## Aim of the exercise:
All lines in the data that hold the word "wall" need copying.

## Records for the exercise:
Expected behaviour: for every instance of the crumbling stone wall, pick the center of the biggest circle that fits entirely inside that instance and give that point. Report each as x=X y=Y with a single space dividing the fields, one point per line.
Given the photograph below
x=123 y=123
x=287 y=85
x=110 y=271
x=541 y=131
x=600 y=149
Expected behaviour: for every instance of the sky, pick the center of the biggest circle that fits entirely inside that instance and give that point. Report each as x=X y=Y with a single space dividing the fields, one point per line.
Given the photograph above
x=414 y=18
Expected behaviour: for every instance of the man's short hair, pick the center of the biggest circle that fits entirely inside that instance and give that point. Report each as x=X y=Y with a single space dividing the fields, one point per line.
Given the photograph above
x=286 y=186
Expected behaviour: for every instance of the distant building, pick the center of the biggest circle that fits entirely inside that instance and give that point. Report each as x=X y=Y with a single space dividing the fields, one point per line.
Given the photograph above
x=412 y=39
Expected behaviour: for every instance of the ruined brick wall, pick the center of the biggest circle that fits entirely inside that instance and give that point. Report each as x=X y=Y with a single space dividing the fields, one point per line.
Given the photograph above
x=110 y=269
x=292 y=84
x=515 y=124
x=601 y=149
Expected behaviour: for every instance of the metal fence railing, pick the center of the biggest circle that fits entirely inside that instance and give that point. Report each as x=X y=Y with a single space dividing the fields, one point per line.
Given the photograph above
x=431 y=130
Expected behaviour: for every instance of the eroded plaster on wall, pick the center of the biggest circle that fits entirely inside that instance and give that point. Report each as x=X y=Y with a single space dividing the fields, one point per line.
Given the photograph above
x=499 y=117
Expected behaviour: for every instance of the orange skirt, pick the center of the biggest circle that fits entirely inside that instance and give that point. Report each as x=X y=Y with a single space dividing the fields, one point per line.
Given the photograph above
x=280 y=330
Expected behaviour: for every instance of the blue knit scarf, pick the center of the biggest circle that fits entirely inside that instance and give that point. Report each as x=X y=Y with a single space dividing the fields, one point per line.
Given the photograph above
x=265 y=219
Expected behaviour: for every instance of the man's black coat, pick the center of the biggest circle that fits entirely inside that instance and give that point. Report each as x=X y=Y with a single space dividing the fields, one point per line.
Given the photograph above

## Solution for this problem:
Expected behaviour: for every instance of the crumbling stone wall, pick the center of the biggest circle that fits entirely inside that instance and give that point. Report each as x=X y=Y with a single space dividing the fields, one point per line.
Expected behaviour: for every instance of the ruined brick wall, pick the center of the biggest circle that fits entirely inside that instance and give that point. Report each as x=X y=Y with a single space dividing the fields, one point per line.
Expected behaviour: for every instance of the eroded plaster on wall, pick the center of the biggest circle that fits entirely inside that instance and give that point. Report each as x=X y=Y with a single space dividing the fields, one point per line.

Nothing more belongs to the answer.